I chose Indiana, Michigan, Missouri, Montana, Nevada, Ohio, and West Virginia. I honestly don't understand why more people didn't pick Michigan, they were a red state in 2016, with a Republican governor, Republicans have control of the state House and Senate, and a majority of the state's representatives in the US House are Republicans. The state, in my opinion, is slowly getting more and more Republican.
Because that's not how politics works. Stabenow is entrenched, there's a weak field, Trump and Snyder are deeply unpopular there, etc
I do realize how much people don't like Snyder all across the state, but I think people are stating to not like Stabenow either. Like I said, Republicans got control of the state House and Senate.
I'm confused on how that has much relevance to the Us Senate race
Michigan is changing almost as quickly as Georgia in the opposite direction, and if you seriously think that Snyder is widely disliked or would lose reelection if he were eligible for it you're nuts. Trust the two people from Michigan here when we say that people do not like Stabenow at all and that Snyder is a lot more popular. I know it's hard to see because the only polls of Michigan are rubbish from the. Detroit Free Press but Michigan is very white and the conservative areas are growing rapidly whe the liberal areas are stagnating or declining.

▶ [Problem set]
**a.** List every state the first poster in the forum discussion says they chose.
**b.** Summarize the forum discussion in two sentences.
**c.** Resume the forum discussion after its final post.

▶ [Dataset records]
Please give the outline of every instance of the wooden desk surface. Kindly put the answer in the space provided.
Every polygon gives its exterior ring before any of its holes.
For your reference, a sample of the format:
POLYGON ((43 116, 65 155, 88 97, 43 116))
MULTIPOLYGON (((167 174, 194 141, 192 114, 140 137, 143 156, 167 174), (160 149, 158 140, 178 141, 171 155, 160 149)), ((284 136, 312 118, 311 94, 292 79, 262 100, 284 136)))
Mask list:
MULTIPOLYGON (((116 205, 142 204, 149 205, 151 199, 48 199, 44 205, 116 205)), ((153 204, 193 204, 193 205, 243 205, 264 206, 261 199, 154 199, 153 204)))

▶ [Results of the tasks]
**a.** Indiana, Michigan, Missouri, Montana, Nevada, Ohio, West Virginia

**b.** One poster lists seven state picks and argues that Michigan is trending Republican: it went red in 2016, has a Republican governor, Republicans control its state House and Senate, and a majority of its US House members are Republicans. Another replies that Stabenow is entrenched against a weak field while Trump and Snyder are deeply unpopular there, and a later poster counters that Michigan is moving right, that people dislike Stabenow, and that Snyder is more popular.

**c.**
Democrats, take Michigan for granted AGAIN at your own risk. Stabenow is way worse off than. Casey or Warner and arguably worse off than Baldwin or even Brown. The state is changing and it's amazing that everyone is blind to it even after Trump won this state last November. You think it was a fluke Hillary got 300k fewer votes out of Wayne / Genessee than Obama did, or that Trump got 150k extra votes out of Kent and Macomb? It wasn't, it was because there's 200k fewer people in Wayne and 50k fewer people in Southern Macomb (aka North Detroit) than there were four years ago. By 2018 there will be another 100k gone from these places and Kent will have grown even more (along with the Grosse Ille Macomb area that is heavily conservative and booming).
These things don't happen in a bottle, especially in an era of hyper polarization. Trumps message may have accelerated things by appealing particularly to Michiganders but he would not have had a shadow of a chance with the 2012 electorate regardless.